Work to do:
Gather each line below that contains the word "instance" and copy those lines out in full.

───── Given records ─────

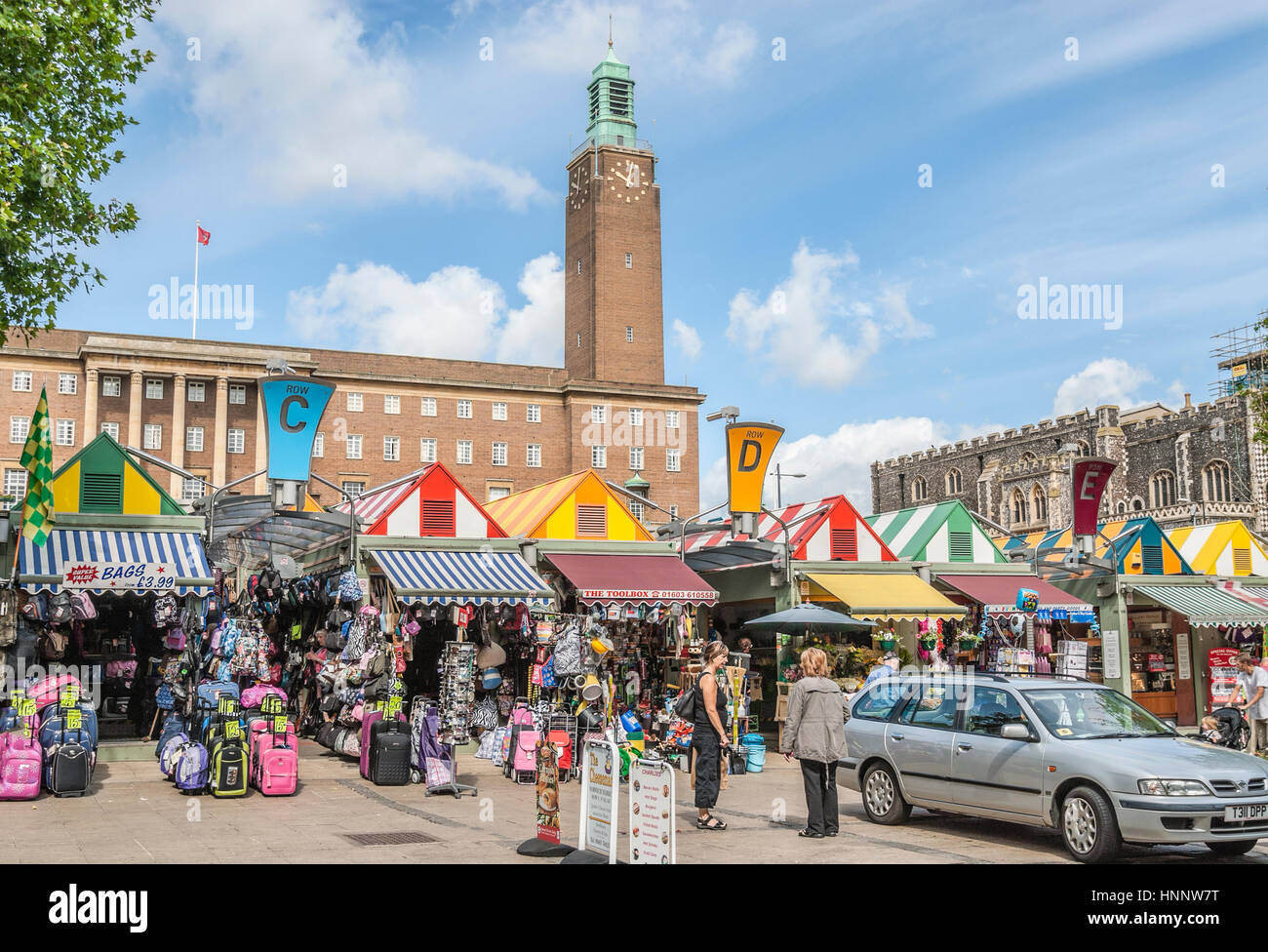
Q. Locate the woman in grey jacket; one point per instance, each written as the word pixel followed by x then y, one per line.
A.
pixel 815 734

─────
───── Given records ─────

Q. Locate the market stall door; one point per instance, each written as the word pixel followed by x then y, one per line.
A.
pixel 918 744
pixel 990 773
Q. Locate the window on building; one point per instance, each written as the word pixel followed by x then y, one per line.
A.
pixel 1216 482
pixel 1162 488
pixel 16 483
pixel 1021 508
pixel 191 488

─────

Answer for the task:
Q. Locate the woman in grey jacket; one point per instance, each written as the word pixel followed by x then y, one per line.
Q. Locate the market stall door; one point per instance, each written as the word pixel followed by x then y, one per line.
Q. Locate the window on building; one point per instance, each written as the word pixel followed by x then y, one per line.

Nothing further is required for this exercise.